>> START

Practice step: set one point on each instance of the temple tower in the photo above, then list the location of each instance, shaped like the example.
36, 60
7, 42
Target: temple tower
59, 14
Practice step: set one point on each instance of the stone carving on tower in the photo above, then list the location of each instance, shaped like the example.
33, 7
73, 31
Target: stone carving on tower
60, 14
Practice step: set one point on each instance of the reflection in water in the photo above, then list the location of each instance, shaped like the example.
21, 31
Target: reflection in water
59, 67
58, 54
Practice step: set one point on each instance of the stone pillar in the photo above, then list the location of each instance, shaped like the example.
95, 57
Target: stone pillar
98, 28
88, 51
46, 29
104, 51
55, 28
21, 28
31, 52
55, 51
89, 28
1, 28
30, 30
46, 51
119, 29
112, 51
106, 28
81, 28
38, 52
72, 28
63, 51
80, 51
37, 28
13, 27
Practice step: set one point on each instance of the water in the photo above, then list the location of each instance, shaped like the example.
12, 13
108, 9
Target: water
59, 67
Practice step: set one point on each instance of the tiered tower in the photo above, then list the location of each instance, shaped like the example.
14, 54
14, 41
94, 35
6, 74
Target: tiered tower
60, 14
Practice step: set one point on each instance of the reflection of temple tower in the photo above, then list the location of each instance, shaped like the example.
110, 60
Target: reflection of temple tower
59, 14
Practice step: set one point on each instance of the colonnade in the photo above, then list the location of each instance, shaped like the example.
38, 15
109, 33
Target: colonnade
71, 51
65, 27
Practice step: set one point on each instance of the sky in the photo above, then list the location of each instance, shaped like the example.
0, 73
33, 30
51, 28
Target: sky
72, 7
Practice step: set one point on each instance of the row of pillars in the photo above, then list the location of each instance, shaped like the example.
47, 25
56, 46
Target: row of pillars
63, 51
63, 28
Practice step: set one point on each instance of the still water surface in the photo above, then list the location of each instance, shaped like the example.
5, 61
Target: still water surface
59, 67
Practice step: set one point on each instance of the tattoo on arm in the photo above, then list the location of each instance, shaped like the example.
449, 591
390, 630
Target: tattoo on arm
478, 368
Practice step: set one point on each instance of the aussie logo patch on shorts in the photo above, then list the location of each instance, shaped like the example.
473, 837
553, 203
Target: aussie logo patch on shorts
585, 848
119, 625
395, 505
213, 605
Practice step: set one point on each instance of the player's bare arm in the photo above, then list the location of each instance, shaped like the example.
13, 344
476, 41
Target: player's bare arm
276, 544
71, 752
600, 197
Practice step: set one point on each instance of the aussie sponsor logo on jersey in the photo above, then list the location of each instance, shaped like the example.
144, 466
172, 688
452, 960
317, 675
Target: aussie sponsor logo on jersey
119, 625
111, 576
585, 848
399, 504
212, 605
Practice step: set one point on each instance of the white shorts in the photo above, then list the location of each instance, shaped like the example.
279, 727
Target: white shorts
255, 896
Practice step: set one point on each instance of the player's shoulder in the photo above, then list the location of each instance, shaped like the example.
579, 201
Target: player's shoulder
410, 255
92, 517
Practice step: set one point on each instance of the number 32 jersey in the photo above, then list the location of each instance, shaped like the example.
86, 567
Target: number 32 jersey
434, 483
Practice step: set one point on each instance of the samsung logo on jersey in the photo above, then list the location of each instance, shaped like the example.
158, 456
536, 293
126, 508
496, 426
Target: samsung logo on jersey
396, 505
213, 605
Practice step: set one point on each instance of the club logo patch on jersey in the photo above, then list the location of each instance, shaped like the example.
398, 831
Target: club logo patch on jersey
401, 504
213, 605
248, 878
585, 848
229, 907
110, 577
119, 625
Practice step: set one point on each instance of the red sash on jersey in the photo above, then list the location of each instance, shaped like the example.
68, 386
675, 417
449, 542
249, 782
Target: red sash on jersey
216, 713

>> END

Rescale the stretch of the listing from the line containing "Practice step: set one point on each instance of the club" through the end, writing every line out again with the requests included. Multiply each point coordinate in the answers by 0.45 and round to whole numbers with halves going up, leaving the requests and their sample numbers unchanged.

*WRITTEN SOLUTION*
Practice step: set one point on each instance of the club logo patch on jersey in the photo above, then list the location of each instance, shaped like the example.
398, 831
Target: club logo patch on jersey
180, 227
96, 272
112, 395
263, 382
103, 408
50, 260
54, 281
Practice step: set one point on each instance of the red sash on jersey in the photo above, then list the location of each instance, shaped like the example.
68, 386
675, 417
449, 542
249, 782
Target: red sash on jersey
97, 321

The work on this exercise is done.